Task brief ::
Transcribe the records that follow, preserving every word.
--- start of Dataset records ---
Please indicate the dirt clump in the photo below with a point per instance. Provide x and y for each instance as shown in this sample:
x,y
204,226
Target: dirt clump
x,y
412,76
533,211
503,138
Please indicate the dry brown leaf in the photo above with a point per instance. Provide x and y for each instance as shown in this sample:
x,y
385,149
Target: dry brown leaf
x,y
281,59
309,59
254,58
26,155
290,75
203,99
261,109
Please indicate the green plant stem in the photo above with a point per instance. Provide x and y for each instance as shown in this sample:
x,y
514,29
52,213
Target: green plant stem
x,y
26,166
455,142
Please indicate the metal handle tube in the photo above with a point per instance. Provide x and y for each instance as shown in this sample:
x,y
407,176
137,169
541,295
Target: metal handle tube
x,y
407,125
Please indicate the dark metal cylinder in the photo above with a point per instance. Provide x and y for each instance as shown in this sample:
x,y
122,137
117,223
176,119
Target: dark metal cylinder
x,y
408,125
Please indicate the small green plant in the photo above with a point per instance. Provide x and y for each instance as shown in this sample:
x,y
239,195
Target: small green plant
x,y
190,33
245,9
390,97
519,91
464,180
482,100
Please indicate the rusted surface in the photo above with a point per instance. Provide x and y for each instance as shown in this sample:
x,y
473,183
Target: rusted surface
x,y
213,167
--- end of Dataset records ---
Final result ::
Please indicate the dirt clump in the photo below with a point per instance. Provide x and y for each instance as shown in this sample:
x,y
204,226
Target: dirt clump
x,y
412,76
533,211
503,138
Please indicate the dry brown leaf in the photo above with a point per instance. Provide x and y for each instance as shown in this sample:
x,y
385,149
Target: dry brown leaf
x,y
281,59
309,59
254,58
26,155
290,75
203,99
261,109
Please indicate the green plant stem in the photo above with a point per instance. Provide x and y for each instance as shown in this sample:
x,y
514,29
52,213
Target: green plant stem
x,y
26,166
455,142
Please indicate the metal handle tube in the photo above with a point per instance. Provide x and y for each instance as shown in this sample:
x,y
407,176
137,169
541,295
Target: metal handle tube
x,y
407,125
Please indicate the dark metal cylinder in the photo above with a point per instance. Provide x and y for each instance as shown in this sample:
x,y
122,137
117,223
176,119
Target: dark metal cylinder
x,y
408,125
Please indicate the small green plant in the photo above with a point per instance. Provide x and y for each instance as shown in this sample:
x,y
239,195
Target: small green plant
x,y
190,33
245,9
390,97
519,91
464,180
482,100
Please indicate the rusted surface in the photo above with a point per instance. Provide x and y for each instance as shown in this sample:
x,y
473,183
Target: rusted surface
x,y
213,167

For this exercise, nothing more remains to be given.